** START OF Text block **
The Mayor of Castro Street
Page 39
Like almost every aspect of the Dan White trial, the jury selection process defied predictions. Legal observers had expected the selection to draw on for a week, maybe longer, so the court impaneled 250 prospective jurors instead of the usual one hundred. Prosecutor Tom Norman, the fifty-seven-year-old warhorse of over one hundred homicide prosecutions, asked the usual questions about whether jurors could vote for the death penalty. Doug Schmidt, however, took a much more unusual tact, asking about church attendance habits and choosing San Franciscans from white working-class and, most significantly, Catholic backgrounds. Such jurors are usually the very people most prone to support a law-and-order prosecution, but Doug Schmidt clearly had a novel strategy.
Reporters began to suspect that prosecution of Dan White would be less than aggressive when potential juror Richard Aparicio took the stand. Aparicio said he had worked briefly as a San Francisco policeman years back and had spent much of his life since then as a private security guard. He shopped at the same meat market where Dan White’s uncle sold raffle tickets for his nephew’s defense fund. When Schmidt asked Aparicio why he thought White killed Milk and Moscone, Aparicio said, “I have certain opinions.… I’d say it was social and political pressures.” Minutes after Aparicio made the statement—nearly a blueprint of the precise arguments Schmidt was expected to use in White’s defense—Tom Norman told the judge he was happy with the jury and that he was ready to proceed with the trial.
** END OF Text block **
Task list:
a. Answer from the Dan White trial passage:
(i) How many prospective jurors did the court impanel?
(ii) What job had Richard Aparicio held briefly years earlier?
(iii) Where did Aparicio shop?
b. Extend the Dan White trial passage, picking up after its final sentence.
These items have no connection to the Dan White trial passage.
** START OF Entries supplied **
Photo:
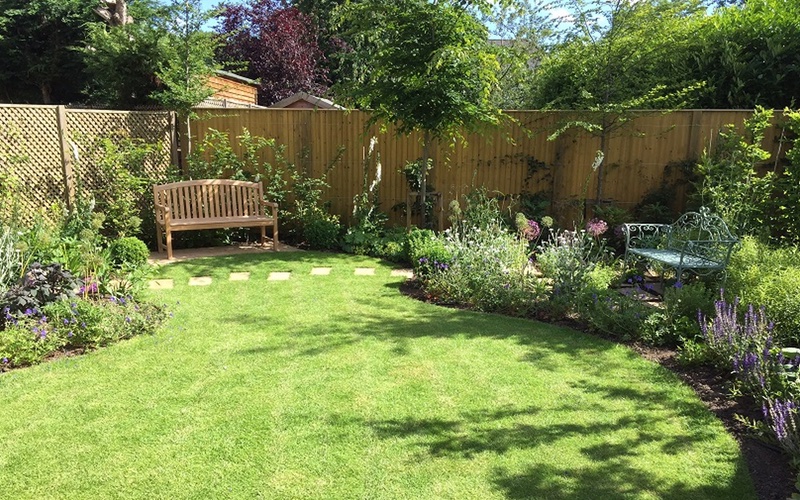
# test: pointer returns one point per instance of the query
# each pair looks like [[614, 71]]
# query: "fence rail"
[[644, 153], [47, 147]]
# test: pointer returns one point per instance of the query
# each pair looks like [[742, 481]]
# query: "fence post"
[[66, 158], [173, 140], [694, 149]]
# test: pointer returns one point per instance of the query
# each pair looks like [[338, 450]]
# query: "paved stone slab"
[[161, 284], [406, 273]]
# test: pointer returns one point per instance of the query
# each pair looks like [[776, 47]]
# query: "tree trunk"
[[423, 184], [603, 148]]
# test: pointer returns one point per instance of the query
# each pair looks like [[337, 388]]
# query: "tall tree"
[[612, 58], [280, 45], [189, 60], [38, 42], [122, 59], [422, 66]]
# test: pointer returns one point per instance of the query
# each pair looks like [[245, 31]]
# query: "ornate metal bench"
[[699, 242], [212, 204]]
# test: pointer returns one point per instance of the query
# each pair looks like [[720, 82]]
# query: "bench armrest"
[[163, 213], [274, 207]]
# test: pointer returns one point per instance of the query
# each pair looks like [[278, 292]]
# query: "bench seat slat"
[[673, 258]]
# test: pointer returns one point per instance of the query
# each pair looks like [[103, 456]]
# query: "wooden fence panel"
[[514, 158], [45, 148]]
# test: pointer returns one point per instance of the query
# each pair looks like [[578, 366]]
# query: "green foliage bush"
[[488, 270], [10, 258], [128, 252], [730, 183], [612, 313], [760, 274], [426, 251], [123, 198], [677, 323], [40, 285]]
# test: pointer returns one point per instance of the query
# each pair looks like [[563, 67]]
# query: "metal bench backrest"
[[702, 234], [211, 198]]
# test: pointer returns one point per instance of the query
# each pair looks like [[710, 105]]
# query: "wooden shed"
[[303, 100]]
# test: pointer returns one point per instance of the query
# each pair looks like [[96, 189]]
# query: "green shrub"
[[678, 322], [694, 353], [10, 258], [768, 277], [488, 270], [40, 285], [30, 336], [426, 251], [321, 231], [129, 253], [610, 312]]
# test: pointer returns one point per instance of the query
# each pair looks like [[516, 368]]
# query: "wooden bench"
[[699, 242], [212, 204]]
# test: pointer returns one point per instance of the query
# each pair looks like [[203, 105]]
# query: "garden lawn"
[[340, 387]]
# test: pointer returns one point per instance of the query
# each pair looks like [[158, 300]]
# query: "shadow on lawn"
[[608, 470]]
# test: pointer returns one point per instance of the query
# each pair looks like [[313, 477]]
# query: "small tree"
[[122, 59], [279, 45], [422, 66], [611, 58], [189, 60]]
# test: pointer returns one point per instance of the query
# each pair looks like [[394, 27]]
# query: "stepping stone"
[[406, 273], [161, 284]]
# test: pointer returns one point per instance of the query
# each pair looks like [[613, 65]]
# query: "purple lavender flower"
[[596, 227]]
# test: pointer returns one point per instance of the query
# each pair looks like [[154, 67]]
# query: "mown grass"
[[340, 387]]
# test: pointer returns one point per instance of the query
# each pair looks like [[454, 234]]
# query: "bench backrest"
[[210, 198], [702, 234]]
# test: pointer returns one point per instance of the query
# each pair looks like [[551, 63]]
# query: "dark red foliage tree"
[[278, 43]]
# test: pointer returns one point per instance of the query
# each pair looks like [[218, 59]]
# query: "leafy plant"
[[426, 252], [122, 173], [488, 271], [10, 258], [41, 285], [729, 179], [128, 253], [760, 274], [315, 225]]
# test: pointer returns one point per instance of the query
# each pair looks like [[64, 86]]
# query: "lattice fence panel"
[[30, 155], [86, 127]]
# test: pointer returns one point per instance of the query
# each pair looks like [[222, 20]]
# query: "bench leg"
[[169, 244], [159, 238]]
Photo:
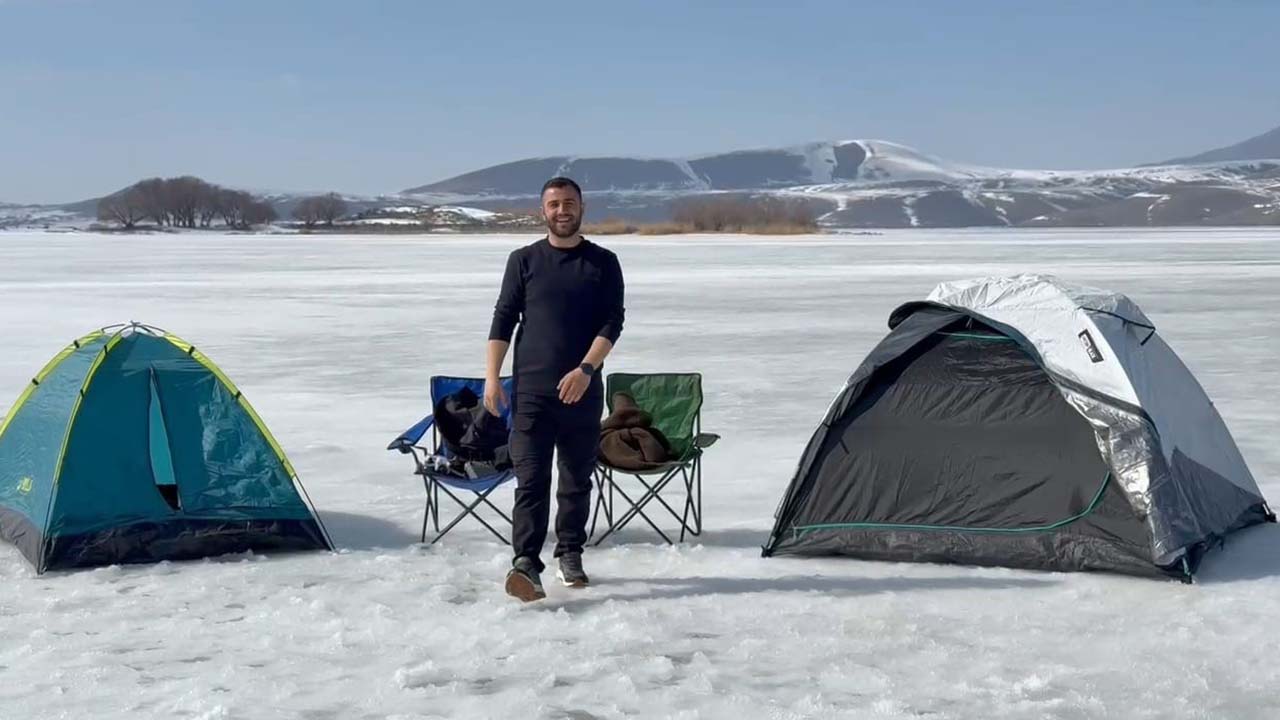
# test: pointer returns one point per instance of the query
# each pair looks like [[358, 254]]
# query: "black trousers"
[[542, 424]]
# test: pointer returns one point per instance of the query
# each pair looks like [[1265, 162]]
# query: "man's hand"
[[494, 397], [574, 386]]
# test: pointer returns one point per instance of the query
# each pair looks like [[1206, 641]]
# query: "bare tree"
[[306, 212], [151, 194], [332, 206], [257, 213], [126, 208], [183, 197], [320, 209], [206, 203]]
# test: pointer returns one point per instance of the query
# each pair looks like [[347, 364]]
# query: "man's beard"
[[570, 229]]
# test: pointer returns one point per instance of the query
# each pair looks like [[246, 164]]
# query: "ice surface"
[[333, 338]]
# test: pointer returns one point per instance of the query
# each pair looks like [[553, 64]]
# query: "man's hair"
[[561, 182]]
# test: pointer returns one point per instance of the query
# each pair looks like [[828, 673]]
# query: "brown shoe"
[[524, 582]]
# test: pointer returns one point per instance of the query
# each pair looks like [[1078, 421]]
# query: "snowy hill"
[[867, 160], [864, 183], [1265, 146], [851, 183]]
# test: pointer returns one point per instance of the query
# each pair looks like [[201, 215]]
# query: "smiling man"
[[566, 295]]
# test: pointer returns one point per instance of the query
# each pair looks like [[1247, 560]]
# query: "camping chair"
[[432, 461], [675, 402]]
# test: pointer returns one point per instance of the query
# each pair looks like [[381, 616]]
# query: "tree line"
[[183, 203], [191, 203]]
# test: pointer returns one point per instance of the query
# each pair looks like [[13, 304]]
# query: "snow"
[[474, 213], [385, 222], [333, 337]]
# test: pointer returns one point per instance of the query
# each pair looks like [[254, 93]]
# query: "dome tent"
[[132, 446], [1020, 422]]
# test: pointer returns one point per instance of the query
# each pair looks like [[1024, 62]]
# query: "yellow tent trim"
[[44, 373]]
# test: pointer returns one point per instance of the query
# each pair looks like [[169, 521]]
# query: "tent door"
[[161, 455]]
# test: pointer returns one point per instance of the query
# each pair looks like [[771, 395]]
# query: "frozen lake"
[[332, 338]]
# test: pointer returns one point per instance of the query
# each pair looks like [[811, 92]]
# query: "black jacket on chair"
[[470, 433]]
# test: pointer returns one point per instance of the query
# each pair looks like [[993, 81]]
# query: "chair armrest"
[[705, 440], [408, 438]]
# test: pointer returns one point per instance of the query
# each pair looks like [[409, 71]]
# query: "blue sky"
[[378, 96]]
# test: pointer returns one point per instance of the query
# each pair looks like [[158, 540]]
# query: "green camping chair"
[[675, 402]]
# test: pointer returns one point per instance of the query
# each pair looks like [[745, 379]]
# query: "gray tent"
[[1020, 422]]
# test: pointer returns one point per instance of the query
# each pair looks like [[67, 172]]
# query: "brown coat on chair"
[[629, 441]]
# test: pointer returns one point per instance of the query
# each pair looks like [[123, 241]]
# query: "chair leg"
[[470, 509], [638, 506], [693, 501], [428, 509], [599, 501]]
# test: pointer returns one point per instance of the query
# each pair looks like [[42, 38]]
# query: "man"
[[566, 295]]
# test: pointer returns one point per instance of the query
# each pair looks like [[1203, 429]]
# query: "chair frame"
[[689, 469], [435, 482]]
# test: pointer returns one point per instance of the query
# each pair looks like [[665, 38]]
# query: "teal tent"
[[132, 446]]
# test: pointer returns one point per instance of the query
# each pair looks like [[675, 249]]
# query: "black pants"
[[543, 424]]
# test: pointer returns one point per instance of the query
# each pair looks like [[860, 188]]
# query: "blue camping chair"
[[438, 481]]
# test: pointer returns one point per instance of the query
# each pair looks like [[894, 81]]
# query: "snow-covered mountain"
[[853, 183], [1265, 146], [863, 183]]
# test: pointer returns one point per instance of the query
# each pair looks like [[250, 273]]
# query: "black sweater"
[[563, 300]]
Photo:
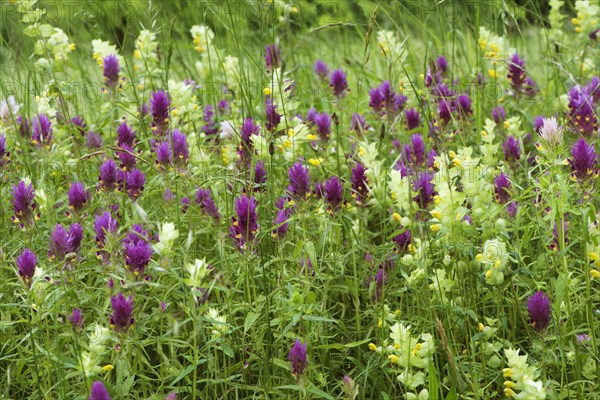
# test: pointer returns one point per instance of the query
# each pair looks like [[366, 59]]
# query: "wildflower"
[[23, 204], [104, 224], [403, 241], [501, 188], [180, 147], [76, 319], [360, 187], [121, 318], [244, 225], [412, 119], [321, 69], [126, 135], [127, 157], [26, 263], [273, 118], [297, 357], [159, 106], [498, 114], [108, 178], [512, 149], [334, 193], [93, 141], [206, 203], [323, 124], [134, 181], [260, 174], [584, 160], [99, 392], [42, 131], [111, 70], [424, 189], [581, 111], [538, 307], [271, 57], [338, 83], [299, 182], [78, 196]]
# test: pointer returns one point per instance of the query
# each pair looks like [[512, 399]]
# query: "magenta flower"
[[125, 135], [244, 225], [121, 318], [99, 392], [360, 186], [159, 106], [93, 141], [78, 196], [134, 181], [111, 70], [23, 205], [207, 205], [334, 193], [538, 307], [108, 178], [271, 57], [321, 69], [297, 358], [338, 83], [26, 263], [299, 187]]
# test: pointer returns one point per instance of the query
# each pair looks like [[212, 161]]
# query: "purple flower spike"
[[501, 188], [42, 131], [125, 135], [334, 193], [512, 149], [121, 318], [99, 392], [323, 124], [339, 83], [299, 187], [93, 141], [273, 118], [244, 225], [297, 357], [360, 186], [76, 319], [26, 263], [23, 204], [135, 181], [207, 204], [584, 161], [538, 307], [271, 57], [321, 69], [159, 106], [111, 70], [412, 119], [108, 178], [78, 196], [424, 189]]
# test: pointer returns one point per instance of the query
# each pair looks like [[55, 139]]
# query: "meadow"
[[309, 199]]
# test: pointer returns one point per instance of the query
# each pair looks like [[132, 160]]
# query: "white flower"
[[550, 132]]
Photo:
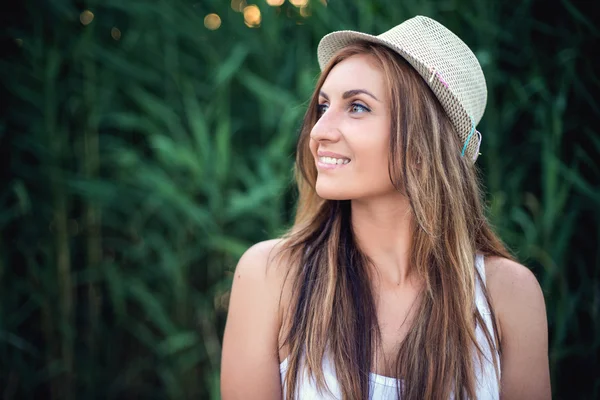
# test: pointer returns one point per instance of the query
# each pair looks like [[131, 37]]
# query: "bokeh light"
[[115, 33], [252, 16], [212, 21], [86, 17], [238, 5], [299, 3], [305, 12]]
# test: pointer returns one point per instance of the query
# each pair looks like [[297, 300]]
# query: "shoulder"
** END OF Entries supplied **
Exercise responses:
a.
(i) 250
(ii) San Francisco policeman
(iii) At the same meat market where Dan White's uncle sold raffle tickets for his nephew's defense fund

b.
The decision stunned both legal and journalistic observers, coming after only three days of jury selection and after Norman had used only six of his twenty-six preemptory challenges. The jury contained no blacks, no Asians, and no gays. Most of the jurors were white working-class ethnic Catholics, like Dan White. Four of the jury’s seven women were old enough to be Dan White’s mother. Half the jurors lived near Dan White’s old supervisorial district; none, of course, lived in or near Milk’s. Dan White would truly be judged by a jury of his peers.
As reporters rushed to file stories of the surprise denouement to what was expected to be a lengthy jury selection process, a woman in a brown leather jacket with a fur collar smiled from the back of the courtroom. On a chain around her neck dangled a swastika and a medallion with a Hebrew inscription which, she said, translated to “Hitler was right.” Sister Barbara explained that her friends in the local Nazi party had held a prayer meeting for Dan White right after a recent memorial service for “our beloved Führer.” Said Barbara, “I came to the trial because I care about Dan White. You see, we call him ‘Gentle Dan.’ All over the city you see signs that say ‘Free Dan White.’ He did what he had to do.”
* * *
“The city’s gays pose what is probably the most serious challenge she has faced since becoming mayor,” wrote the Examiner’s political columnist in a story released on the last weekend that the new Dan White jurors spent at home before being sequestered for the trial. Evidence of the growing gay discontent with Feinstein came from throughout the city. “Dump Dianne” buttons sold briskly at meetings of gay businessmen. The Harvey Milk Gay Democratic Club had unanimously voted to send a letter to Feinstein expressing the “club’s disappointment” over her first months in office. Harry Britt talked openly of how a gay candidate for mayor might surface if problems with police continued.
* * *
“White’s attorneys have said they will dig deeply into the political atmosphere at City Hall, hunting out the sources of pressures on the former supervisor, spotlighting the behind-the-scenes maneuvering for power in San Francisco,” reported a front-page Examiner story the day before the trial opened.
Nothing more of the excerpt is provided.